- 取り組む課題 -
a: 本文抜粋のうち「組手型とは、極真会館増田道場独自の」で始まる段落を、主な事実を残したまま箇条書きにまとめてください。
b: 本文抜粋の「さらに奥伝のレベルでは、相手」から「構えで行う方が良いでしょう。」までを、その両方の語句も含めて一字一句違えずに書き写してください。

- 本文抜粋 -
応じ(Ouje)とは何か?〜組手に強くなりたい人へ

 
  

   初伝のレベル(初段から二段)では、相手の攻撃を受けてから反撃する、受け返し(デイフェンス&カウンター)かできないかもしれません。しかし中伝のレベル(三段から四段)では、相手の攻撃を防御しながら相手を崩す。同時に崩れたところを攻撃する、「応じ」を目指してください。「応じ」の稽古の目指すところは、レベルの高いディフェンス&カウンター技の習得ですが、そこに止まりません。真に目指すところは、「組手における自他のリズムの調整→自他の呼吸の調整→自他の変化の予測→自他の技の判断→自己の技の選択」というような感覚とそれを制御する能力を身につけることなのです。

   さらに奥伝のレベルでは、相手の攻撃を防ぎながら攻撃する、より高次の「応じ」である合撃(交差法・クロスカウンター)の習得を目指します。しかしながら、「相手の動きに未然に感応し、その動きを制していく」また「相手の動きと一体化し、争うことのない状態を保つこと」が奥伝の応じの目指すところです。より高いレベルの「応じ」を体得するためには、組手稽古の量が必要です。しかしながら、組手稽古をただ行なうだけでは、応じの感覚は身に付かないでしょう。組手型を含めた組手稽古は、相手の動きに対応する心身のセンサーと処理プログラムの構築手段です。多くの人が組手の勝敗に拘泥して、そのような構造に目を向けません。しかし、組手の勝敗に拘泥してはいけません。特に道場における組手稽古は、より高い意識で行うようにしましょう。また、試合も単に勝つというのではなく、正しい理合の体得を目指すという心構えで行う方が良いでしょう。

 

◎初伝、中伝、奥伝とは、増田空手の体系の中の技術(理論を含む)レベルの目安

組手型(KumiteGata)とは何か?

 組手型とは、極真会館増田道場独自の相対で行う型稽古のことです。組手型の稽古の仕方を簡単に説明すれば、まずは2人1組で向かい合います。次に、「受け」(攻撃側)と「取り」(応じ側)に分かれます。そして「受け」の攻撃に対し、「取り」が「受け」の攻撃を防御し、間髪を入れずに反撃を行います。そのような形が組手型の最も基本的な形です。

- 元データ -
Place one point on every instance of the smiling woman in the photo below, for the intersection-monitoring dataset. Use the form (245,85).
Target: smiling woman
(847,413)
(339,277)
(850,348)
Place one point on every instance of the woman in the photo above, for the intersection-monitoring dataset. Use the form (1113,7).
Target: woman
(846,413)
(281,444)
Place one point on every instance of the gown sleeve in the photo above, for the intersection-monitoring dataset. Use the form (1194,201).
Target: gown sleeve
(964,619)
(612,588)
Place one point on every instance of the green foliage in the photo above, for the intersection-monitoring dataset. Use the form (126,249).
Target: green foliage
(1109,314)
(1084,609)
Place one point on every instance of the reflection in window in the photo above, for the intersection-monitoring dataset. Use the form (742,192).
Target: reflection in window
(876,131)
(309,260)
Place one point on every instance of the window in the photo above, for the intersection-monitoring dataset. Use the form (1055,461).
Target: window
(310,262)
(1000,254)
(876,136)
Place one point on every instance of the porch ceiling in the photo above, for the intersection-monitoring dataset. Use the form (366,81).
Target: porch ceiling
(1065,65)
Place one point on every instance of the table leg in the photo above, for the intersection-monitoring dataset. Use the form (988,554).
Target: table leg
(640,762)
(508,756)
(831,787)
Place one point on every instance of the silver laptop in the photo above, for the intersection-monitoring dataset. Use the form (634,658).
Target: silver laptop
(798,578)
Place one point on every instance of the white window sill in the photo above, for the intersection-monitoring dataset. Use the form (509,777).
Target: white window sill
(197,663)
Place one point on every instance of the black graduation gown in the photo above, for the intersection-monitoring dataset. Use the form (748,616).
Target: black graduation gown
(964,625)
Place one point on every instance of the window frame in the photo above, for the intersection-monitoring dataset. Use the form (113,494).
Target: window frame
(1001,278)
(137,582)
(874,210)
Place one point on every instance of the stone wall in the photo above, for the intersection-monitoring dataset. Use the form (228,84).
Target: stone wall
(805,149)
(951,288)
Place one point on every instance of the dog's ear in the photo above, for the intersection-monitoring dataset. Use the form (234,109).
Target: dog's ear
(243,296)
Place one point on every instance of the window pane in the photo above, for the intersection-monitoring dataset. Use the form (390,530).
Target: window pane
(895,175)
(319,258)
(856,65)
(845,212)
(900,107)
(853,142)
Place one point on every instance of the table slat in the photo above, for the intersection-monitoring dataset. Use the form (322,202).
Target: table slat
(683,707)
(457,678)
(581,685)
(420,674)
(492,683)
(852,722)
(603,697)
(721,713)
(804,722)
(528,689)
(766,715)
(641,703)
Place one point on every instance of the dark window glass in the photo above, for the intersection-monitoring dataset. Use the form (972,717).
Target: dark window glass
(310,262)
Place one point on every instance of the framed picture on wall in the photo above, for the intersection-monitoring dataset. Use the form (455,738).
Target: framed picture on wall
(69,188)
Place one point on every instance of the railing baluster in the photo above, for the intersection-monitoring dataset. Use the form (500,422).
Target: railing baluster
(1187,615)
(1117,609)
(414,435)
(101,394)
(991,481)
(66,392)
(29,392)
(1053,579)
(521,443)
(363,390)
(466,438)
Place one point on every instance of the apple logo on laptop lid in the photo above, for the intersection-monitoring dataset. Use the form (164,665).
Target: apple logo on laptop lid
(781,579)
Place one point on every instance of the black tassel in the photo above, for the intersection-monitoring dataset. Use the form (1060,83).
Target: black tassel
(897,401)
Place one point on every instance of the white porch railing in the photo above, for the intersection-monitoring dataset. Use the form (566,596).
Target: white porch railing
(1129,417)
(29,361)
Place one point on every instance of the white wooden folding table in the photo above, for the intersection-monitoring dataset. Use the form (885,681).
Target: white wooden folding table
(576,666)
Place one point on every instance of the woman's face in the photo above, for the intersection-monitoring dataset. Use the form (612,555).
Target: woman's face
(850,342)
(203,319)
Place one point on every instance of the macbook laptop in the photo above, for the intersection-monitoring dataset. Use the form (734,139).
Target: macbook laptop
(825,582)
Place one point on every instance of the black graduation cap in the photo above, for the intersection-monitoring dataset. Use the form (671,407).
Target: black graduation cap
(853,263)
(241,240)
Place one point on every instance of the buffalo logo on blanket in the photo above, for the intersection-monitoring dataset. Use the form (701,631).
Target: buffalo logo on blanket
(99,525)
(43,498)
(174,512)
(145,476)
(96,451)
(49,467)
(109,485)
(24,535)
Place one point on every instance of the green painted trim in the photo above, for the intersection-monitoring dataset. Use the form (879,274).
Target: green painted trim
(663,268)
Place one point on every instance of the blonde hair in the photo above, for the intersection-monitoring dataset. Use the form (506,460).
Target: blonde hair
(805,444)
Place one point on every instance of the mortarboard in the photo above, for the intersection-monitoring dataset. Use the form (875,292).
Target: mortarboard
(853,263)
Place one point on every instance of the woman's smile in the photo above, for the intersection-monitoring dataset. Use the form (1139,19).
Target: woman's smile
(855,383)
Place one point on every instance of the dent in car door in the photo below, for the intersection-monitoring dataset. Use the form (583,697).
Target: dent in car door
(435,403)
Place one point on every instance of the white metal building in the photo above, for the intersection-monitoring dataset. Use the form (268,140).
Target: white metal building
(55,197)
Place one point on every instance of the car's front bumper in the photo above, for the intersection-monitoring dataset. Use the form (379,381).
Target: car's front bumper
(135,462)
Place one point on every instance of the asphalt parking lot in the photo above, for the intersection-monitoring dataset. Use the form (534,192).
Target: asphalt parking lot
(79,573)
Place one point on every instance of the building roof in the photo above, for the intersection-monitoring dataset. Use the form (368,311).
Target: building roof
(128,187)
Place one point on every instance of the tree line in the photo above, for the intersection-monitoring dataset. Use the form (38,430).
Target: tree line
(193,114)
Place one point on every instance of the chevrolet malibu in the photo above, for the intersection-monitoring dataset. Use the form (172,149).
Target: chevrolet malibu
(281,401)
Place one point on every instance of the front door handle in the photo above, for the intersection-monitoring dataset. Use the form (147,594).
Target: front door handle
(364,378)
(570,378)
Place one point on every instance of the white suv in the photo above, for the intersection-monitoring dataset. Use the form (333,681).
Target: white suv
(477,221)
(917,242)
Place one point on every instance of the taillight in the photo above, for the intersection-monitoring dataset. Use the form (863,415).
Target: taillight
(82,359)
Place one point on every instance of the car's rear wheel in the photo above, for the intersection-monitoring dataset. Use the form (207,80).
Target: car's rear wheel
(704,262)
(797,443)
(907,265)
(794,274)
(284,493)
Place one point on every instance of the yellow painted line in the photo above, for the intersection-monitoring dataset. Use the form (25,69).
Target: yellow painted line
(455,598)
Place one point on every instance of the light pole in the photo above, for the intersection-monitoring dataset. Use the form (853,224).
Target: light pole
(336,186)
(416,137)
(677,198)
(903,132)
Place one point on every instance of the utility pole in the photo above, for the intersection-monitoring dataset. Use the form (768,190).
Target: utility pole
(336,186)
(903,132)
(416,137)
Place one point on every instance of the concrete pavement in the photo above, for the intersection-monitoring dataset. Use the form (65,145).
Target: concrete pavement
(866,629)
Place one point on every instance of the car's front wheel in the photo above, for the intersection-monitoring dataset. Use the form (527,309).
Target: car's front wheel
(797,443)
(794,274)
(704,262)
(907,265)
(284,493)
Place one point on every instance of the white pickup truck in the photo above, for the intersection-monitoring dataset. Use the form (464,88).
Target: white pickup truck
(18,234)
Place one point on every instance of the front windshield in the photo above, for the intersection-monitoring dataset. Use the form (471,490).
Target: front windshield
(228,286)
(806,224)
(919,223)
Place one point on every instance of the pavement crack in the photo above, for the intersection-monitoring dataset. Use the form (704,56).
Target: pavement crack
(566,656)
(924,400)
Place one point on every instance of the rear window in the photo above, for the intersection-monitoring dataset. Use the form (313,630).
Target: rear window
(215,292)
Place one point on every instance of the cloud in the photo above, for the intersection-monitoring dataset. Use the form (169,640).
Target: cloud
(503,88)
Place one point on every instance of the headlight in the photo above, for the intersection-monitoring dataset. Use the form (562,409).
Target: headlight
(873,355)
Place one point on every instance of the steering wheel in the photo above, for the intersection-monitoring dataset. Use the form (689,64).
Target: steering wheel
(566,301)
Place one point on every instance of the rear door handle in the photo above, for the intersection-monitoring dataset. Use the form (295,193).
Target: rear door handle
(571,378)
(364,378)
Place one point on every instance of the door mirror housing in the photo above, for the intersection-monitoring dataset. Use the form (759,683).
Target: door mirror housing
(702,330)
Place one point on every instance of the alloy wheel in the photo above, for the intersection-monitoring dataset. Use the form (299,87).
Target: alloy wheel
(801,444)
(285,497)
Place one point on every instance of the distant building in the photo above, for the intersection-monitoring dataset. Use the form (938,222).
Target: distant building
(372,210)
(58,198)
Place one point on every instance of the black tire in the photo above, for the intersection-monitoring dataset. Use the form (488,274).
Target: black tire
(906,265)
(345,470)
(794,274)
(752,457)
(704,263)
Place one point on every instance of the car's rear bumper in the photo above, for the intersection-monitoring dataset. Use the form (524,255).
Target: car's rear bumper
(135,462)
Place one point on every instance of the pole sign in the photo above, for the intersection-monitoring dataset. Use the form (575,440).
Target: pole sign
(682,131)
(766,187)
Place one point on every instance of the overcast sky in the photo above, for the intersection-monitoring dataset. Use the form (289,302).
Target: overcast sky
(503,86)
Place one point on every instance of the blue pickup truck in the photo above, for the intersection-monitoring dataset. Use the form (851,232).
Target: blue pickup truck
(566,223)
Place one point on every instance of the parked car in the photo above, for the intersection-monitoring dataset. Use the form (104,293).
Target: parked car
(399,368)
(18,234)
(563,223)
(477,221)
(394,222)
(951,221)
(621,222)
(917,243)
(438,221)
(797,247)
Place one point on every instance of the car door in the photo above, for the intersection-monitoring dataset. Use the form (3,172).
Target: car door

- 解答一覧 -
a:
- 組手型は、極真会館増田道場独自の、相対で行う型稽古である。
- まず2人1組で向かい合う。
- 次に「受け」(攻撃側)と「取り」(応じ側)に分かれる。
- 「取り」は「受け」の攻撃を防御し、間髪を入れずに反撃する。
- これが組手型の最も基本的な形である。

b:
さらに奥伝のレベルでは、相手の攻撃を防ぎながら攻撃する、より高次の「応じ」である合撃(交差法・クロスカウンター)の習得を目指します。しかしながら、「相手の動きに未然に感応し、その動きを制していく」また「相手の動きと一体化し、争うことのない状態を保つこと」が奥伝の応じの目指すところです。より高いレベルの「応じ」を体得するためには、組手稽古の量が必要です。しかしながら、組手稽古をただ行なうだけでは、応じの感覚は身に付かないでしょう。組手型を含めた組手稽古は、相手の動きに対応する心身のセンサーと処理プログラムの構築手段です。多くの人が組手の勝敗に拘泥して、そのような構造に目を向けません。しかし、組手の勝敗に拘泥してはいけません。特に道場における組手稽古は、より高い意識で行うようにしましょう。また、試合も単に勝つというのではなく、正しい理合の体得を目指すという心構えで行う方が良いでしょう。